### Goal
Reproduce the full listing below line for line, with no changes to any word, number, or punctuation.
-- START Provided information --
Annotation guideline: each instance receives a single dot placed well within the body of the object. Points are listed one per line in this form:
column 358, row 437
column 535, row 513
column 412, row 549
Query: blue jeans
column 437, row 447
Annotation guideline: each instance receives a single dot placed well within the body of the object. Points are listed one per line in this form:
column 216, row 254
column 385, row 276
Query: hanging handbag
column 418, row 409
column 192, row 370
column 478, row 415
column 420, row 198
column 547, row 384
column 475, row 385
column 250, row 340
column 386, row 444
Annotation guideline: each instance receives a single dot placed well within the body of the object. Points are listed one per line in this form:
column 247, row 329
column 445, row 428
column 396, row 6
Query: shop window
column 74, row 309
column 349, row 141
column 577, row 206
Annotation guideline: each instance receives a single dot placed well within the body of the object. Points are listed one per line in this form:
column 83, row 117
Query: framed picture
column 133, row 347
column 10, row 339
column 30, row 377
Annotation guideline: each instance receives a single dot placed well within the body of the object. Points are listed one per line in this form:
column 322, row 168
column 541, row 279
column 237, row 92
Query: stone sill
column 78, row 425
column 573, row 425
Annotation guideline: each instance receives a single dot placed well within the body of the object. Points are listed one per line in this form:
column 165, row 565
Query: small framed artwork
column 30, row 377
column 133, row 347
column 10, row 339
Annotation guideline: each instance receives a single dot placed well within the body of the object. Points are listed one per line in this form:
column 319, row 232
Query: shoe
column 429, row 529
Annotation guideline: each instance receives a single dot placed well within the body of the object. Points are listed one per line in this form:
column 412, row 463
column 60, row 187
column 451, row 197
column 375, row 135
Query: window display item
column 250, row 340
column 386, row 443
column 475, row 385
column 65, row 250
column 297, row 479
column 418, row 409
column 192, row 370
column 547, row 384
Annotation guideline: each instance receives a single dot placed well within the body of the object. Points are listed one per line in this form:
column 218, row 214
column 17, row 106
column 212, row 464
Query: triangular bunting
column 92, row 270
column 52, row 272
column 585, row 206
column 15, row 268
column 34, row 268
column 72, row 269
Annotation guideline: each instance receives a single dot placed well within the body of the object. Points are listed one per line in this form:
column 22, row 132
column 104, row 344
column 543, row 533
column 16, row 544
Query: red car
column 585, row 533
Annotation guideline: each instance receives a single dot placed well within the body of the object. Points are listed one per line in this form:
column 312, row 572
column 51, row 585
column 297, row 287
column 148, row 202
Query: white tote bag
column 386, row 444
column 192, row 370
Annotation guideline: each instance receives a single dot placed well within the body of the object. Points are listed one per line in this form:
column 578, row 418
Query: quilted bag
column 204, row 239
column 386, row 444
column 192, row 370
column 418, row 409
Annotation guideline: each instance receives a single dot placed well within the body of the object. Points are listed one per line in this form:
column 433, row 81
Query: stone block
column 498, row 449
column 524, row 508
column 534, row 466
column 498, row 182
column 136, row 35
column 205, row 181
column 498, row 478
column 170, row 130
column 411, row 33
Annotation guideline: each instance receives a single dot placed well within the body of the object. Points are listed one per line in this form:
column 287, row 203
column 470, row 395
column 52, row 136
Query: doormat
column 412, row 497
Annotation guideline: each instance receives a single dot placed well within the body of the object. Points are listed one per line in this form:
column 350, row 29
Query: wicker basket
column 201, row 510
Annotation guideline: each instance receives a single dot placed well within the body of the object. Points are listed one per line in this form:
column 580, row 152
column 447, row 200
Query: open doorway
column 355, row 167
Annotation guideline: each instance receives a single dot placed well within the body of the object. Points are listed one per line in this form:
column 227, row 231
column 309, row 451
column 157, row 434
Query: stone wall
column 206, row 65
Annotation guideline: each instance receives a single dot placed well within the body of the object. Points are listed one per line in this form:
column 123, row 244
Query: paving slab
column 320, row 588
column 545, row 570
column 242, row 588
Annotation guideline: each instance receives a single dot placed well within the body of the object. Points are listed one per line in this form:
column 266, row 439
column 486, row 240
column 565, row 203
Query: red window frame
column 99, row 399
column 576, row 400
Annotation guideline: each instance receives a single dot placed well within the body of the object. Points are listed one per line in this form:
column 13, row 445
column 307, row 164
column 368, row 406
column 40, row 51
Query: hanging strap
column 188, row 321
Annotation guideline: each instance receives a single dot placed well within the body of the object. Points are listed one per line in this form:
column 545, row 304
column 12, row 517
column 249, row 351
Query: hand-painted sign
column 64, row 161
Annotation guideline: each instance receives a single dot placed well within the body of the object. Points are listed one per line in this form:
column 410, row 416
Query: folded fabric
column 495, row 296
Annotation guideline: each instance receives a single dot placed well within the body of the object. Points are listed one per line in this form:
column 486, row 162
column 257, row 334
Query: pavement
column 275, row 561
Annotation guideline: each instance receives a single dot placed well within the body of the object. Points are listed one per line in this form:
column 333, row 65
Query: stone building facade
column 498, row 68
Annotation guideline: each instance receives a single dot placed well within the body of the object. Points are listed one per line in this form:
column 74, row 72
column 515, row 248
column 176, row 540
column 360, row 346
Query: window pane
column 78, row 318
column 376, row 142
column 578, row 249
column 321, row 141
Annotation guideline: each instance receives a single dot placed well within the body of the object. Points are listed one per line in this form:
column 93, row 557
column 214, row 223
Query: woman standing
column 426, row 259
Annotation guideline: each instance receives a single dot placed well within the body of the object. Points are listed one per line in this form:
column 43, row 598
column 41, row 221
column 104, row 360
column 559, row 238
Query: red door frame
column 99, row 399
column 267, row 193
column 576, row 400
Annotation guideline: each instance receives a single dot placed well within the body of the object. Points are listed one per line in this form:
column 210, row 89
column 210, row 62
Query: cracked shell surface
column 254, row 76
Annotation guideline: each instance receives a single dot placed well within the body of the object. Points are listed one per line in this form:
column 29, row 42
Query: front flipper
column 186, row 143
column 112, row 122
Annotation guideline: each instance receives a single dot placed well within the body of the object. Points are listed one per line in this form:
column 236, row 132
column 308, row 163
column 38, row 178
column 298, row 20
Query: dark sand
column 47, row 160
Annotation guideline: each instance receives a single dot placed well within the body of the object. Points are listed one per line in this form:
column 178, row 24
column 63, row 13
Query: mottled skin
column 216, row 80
-- END Provided information --
### Worked solution
Annotation guideline: each instance receives a single dot placed well within the body of the object. Points are listed one per line in this form:
column 358, row 437
column 535, row 513
column 412, row 549
Query: blue jeans
column 437, row 447
Annotation guideline: each instance receives a single dot placed well within the body of the object. Points are listed one per line in this form:
column 216, row 254
column 385, row 276
Query: hanging handbag
column 418, row 409
column 192, row 370
column 478, row 415
column 420, row 198
column 547, row 384
column 475, row 385
column 250, row 340
column 386, row 444
Annotation guideline: each instance receives a single dot placed well within the body of the object. Points are listed one per line in this form:
column 247, row 329
column 445, row 428
column 396, row 6
Query: shop window
column 74, row 309
column 349, row 141
column 577, row 206
Annotation guideline: each instance receives a single dot placed well within the body of the object. Points are listed one per line in this form:
column 83, row 117
Query: framed picture
column 133, row 347
column 10, row 339
column 30, row 377
Annotation guideline: each instance receives a single dot placed well within the body of the object. Points are listed one per line in this form:
column 322, row 168
column 541, row 279
column 237, row 92
Query: stone sill
column 78, row 425
column 573, row 425
Annotation guideline: each instance receives a single dot placed well within the body of the object. Points are listed one per line in this form:
column 165, row 565
Query: small framed artwork
column 30, row 377
column 133, row 347
column 10, row 339
Annotation guideline: each instance receives a single dot placed well within the body of the object. Points are listed one per line in this form:
column 319, row 232
Query: shoe
column 429, row 529
Annotation guideline: each instance receives a single dot placed well within the body of the object. Points are listed one per line in this form:
column 412, row 463
column 60, row 187
column 451, row 197
column 375, row 135
Query: window display item
column 250, row 340
column 386, row 443
column 475, row 385
column 65, row 250
column 297, row 479
column 418, row 409
column 192, row 370
column 547, row 384
Annotation guideline: each instance receives a single dot placed well within the body of the object. Points are listed one per line in this form:
column 218, row 214
column 17, row 106
column 212, row 464
Query: triangular bunting
column 92, row 270
column 52, row 272
column 585, row 206
column 15, row 268
column 34, row 268
column 72, row 269
Annotation guideline: each instance receives a single dot placed well within the body of the object. Points are listed one per line in this form:
column 22, row 132
column 104, row 344
column 543, row 533
column 16, row 544
Query: red car
column 585, row 533
Annotation guideline: each instance receives a single dot placed well within the body of the object. Points are listed one per line in this form:
column 312, row 572
column 51, row 585
column 297, row 287
column 148, row 202
Query: white tote bag
column 386, row 444
column 192, row 370
Annotation guideline: each instance receives a single dot placed well within the body of the object. Points are listed one per line in this form:
column 578, row 418
Query: quilted bag
column 204, row 239
column 386, row 444
column 192, row 370
column 418, row 409
Annotation guideline: each instance receives a single dot placed well within the body of the object. Points are listed one per line in this form:
column 433, row 81
Query: stone block
column 498, row 449
column 524, row 508
column 534, row 466
column 498, row 182
column 136, row 35
column 205, row 181
column 498, row 478
column 170, row 130
column 411, row 33
Annotation guideline: each instance receives a single dot placed well within the body of the object. Points are listed one per line in this form:
column 287, row 203
column 470, row 395
column 52, row 136
Query: doormat
column 412, row 497
Annotation guideline: each instance receives a single dot placed well within the body of the object. Points are listed one per line in this form:
column 350, row 29
Query: wicker basket
column 201, row 510
Annotation guideline: each instance receives a single dot placed well within the body of the object. Points are listed one per line in this form:
column 580, row 152
column 447, row 200
Query: open doorway
column 355, row 167
Annotation guideline: each instance receives a single dot placed well within the body of the object. Points are listed one per line in this form:
column 227, row 231
column 309, row 451
column 157, row 434
Query: stone wall
column 206, row 65
Annotation guideline: each instance receives a single dot placed well within the body of the object. Points are listed one per line in this form:
column 123, row 244
Query: paving slab
column 320, row 588
column 545, row 570
column 242, row 588
Annotation guideline: each instance receives a single dot placed well within the body of the object. Points are listed one per line in this form:
column 266, row 439
column 486, row 240
column 565, row 203
Query: red window frame
column 99, row 399
column 576, row 400
Annotation guideline: each instance receives a single dot placed well within the body of the object. Points are listed one per line in this form:
column 13, row 445
column 307, row 164
column 368, row 406
column 40, row 51
Query: hanging strap
column 188, row 321
Annotation guideline: each instance receives a single dot placed well within the body of the object. Points are listed one per line in this form:
column 545, row 304
column 12, row 517
column 249, row 351
Query: hand-painted sign
column 64, row 161
Annotation guideline: each instance receives a single dot placed well within the body of the object. Points are listed one per line in this form:
column 410, row 416
Query: folded fabric
column 495, row 296
Annotation guideline: each instance receives a single dot placed well within the body of the object. Points are listed one per line in this form:
column 486, row 162
column 257, row 334
Query: pavement
column 275, row 561
Annotation guideline: each instance receives a single dot placed well within the body of the object. Points are listed one per line in this form:
column 333, row 65
Query: stone building facade
column 498, row 68
Annotation guideline: each instance receives a single dot placed well within the body of the object. Points are listed one per line in this form:
column 74, row 72
column 515, row 248
column 176, row 540
column 360, row 346
Query: window pane
column 78, row 318
column 376, row 142
column 578, row 249
column 321, row 141
Annotation guideline: each instance receives a single dot placed well within the body of the object. Points are listed one per line in this form:
column 93, row 557
column 214, row 223
Query: woman standing
column 426, row 259
Annotation guideline: each instance receives a single dot placed well within the body of the object. Points are listed one per line in this form:
column 43, row 598
column 41, row 221
column 104, row 360
column 559, row 238
Query: red door frame
column 99, row 399
column 267, row 193
column 576, row 400
Annotation guideline: each instance receives a single dot placed well within the body of the object. Points are listed one per line in this form:
column 210, row 89
column 210, row 62
Query: cracked shell surface
column 254, row 76
Annotation guideline: each instance receives a single dot placed well within the body of the object. Points are listed one per line in this form:
column 29, row 42
Query: front flipper
column 186, row 143
column 112, row 122
Annotation guideline: each instance receives a single dot placed well within the body of the object. Points are listed one per line in this form:
column 236, row 132
column 308, row 163
column 38, row 178
column 298, row 20
Query: dark sand
column 47, row 160
Annotation guideline: each instance receives a single dot placed well within the body of the object. Points are listed one per line in this form:
column 178, row 24
column 63, row 13
Query: mottled skin
column 216, row 80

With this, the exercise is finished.